Excerpted passage:
====
While the integration of the Power Query engine into Analysis Services Tabular 2017 and Azure Analysis Services with modern data sources will certainly bring a lot of benefits, I think it’s fair to say that the implementation has not been entirely painless. One problem is that it is no longer obvious how to specify your own SQL query to populate a table or partition in your Tabular model – and while the Query Editor is great, there are a lot of cases where this is necessary. In this post I’ll show you how to do this.

If you’re used to using the Power Query UI in Excel or Power BI Desktop, you’ll notice that when you connect to a SQL Server database using the SQL Server connector in SSDT:

image

…there is no option to enter your own SQL query when you do so:

image

This is deliberate. In Analysis Services, unlike Power BI and Excel, there is a distinction made between data sources and other M queries that return data from those data sources, one that makes a lot of sense in my opinion. While it is possible to enter your own SQL for other data source types, such as OLE DB connections, a data source object is really intended just to define a connection to a data source and not to define what data you want from that data source.

[You may also notice that there’s a “SQL statement” property on a SQL Server data source visible in the Visual Studio properties pane, but I don’t recommend you use it – it doesn’t seem to work well with the rest of the SSDT/Power Query UI]

To import a table or view in your database all you have to do is right-click on your data source and choose Import New Tables; my blog post from September last year describes how to do this, and how to use M functions for creating partitions.
====
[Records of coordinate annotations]
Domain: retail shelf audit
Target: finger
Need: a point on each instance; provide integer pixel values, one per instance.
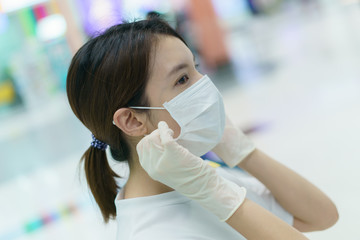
(166, 134)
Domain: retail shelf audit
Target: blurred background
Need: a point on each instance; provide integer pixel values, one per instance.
(289, 72)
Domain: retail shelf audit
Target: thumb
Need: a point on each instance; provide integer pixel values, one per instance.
(166, 134)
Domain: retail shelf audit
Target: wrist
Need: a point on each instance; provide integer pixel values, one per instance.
(246, 162)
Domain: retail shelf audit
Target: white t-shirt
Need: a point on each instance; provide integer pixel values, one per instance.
(172, 216)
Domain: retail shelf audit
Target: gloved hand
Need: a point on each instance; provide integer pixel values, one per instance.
(234, 145)
(173, 165)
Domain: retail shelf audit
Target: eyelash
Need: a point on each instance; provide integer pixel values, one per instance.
(185, 76)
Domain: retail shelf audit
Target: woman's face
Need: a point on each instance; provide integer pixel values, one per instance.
(173, 70)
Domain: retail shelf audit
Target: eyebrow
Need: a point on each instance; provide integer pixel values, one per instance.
(179, 67)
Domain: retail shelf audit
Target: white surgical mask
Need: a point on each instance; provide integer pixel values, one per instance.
(199, 111)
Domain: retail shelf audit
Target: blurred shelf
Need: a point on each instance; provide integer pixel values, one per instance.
(23, 120)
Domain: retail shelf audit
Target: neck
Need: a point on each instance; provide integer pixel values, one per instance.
(140, 184)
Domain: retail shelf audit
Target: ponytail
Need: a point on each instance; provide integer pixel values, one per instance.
(101, 180)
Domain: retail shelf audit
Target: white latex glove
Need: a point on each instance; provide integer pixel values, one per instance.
(173, 165)
(234, 145)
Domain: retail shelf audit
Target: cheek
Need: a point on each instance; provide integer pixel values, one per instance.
(165, 116)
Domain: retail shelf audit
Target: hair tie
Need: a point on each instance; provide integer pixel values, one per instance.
(96, 143)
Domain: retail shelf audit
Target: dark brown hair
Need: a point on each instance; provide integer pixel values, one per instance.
(109, 72)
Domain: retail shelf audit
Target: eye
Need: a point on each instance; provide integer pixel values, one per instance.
(182, 80)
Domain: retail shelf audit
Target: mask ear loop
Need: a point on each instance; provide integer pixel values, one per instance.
(145, 108)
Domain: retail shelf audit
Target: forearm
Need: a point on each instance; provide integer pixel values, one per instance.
(255, 222)
(311, 208)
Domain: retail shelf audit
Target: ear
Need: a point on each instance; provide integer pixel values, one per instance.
(131, 123)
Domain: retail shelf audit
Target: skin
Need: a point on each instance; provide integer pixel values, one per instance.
(311, 209)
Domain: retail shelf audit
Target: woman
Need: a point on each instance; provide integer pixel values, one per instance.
(136, 88)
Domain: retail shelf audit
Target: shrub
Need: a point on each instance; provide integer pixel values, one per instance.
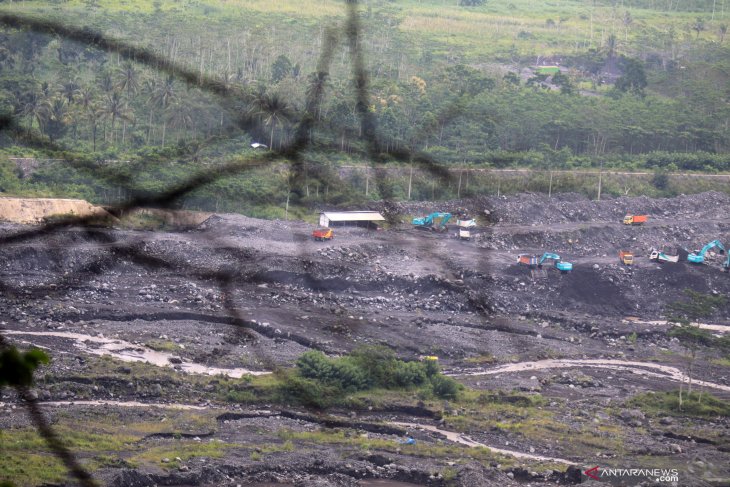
====
Set tasks:
**A)** In the Analysis Services post, what option is missing when you connect to a SQL Server database with the SQL Server connector in SSDT?
**B)** Extract the stretch of the Analysis Services post from "If you’re used" through "that data source.".
This data is not needed.

Task-by-task results:
**A)** There is no option to enter your own SQL query.

**B)**
If you’re used to using the Power Query UI in Excel or Power BI Desktop, you’ll notice that when you connect to a SQL Server database using the SQL Server connector in SSDT:

image

…there is no option to enter your own SQL query when you do so:

image

This is deliberate. In Analysis Services, unlike Power BI and Excel, there is a distinction made between data sources and other M queries that return data from those data sources, one that makes a lot of sense in my opinion. While it is possible to enter your own SQL for other data source types, such as OLE DB connections, a data source object is really intended just to define a connection to a data source and not to define what data you want from that data source.